Try it:
Return every record exactly. Omit nothing.

:: Data supplied

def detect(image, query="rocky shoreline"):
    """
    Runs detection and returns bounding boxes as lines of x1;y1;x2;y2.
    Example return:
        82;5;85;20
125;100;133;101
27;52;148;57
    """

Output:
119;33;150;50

::::

Finished exercise:
def detect(image, query="rocky shoreline"):
    """
    Runs detection and returns bounding boxes as lines of x1;y1;x2;y2.
    Example return:
        82;5;85;20
125;100;133;101
27;52;148;57
    """

Output:
119;33;150;50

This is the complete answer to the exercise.